Present the lines below as a numbered list with blank lines dropped, starting at the line that contains "Expected: one point per instance of the bar" and running through the last line of the rows.

■ **Data entries**

---------------

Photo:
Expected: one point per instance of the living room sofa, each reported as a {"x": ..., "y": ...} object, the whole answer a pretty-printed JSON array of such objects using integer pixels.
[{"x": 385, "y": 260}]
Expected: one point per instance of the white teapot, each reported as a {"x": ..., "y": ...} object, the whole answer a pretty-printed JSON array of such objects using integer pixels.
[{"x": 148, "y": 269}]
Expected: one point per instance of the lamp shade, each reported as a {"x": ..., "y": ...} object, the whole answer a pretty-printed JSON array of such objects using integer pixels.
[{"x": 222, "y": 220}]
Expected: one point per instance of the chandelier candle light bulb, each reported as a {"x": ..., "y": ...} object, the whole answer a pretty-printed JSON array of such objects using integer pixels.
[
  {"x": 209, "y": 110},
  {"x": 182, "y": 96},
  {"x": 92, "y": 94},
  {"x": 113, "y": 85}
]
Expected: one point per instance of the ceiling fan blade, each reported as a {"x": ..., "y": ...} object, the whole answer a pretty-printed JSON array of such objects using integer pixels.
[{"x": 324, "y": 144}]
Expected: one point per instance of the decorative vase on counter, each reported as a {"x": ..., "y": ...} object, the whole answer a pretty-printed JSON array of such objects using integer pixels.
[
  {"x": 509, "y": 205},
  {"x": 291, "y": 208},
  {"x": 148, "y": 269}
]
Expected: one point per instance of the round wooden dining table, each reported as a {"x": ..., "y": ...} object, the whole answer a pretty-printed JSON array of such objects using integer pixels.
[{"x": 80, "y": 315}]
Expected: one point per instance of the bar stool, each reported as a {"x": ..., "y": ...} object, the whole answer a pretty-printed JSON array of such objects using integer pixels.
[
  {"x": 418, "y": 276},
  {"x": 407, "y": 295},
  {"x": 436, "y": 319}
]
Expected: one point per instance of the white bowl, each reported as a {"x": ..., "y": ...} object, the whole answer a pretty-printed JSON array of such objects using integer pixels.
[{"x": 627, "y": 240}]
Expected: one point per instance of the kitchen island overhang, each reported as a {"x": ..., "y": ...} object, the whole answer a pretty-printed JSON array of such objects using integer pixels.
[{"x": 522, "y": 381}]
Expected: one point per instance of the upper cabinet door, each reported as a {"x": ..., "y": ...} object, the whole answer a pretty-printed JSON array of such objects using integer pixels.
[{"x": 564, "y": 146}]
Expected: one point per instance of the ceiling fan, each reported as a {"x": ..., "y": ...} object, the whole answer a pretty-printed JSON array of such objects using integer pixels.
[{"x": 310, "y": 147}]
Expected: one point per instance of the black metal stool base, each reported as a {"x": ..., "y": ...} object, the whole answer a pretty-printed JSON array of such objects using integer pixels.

---------------

■ **Exercise result**
1. Expected: one point per instance of the bar stool, each reported as a {"x": ..., "y": ...} object, the whole answer a pretty-printed JSON array of such objects using integer pixels.
2. [
3.   {"x": 418, "y": 276},
4.   {"x": 407, "y": 295},
5.   {"x": 436, "y": 319}
6. ]
7. Expected: one point per instance of the white bowl, each reported as a {"x": ..., "y": ...} object, the whole answer a pretty-printed JSON array of such objects using integer pixels.
8. [{"x": 627, "y": 240}]
9. Expected: one point per instance of the kitchen island overhang, each reported as a {"x": ..., "y": ...} object, the whole answer a pretty-printed JSON array of such objects using integer pixels.
10. [{"x": 522, "y": 381}]
11. Expected: one point per instance of the upper cabinet door, each reported as a {"x": ..., "y": ...} object, the whole answer a pretty-printed JSON array of such objects using integer pixels.
12. [{"x": 564, "y": 146}]
13. Expected: one point per instance of the ceiling fan, each reported as a {"x": ..., "y": ...} object, the whole answer a pretty-printed JSON array of such objects using integer pixels.
14. [{"x": 310, "y": 147}]
15. Expected: one point per instance of the black metal stool base, each reported as a {"x": ..., "y": ...} object, the whole answer a pretty-printed JSON array of such objects using integer pixels.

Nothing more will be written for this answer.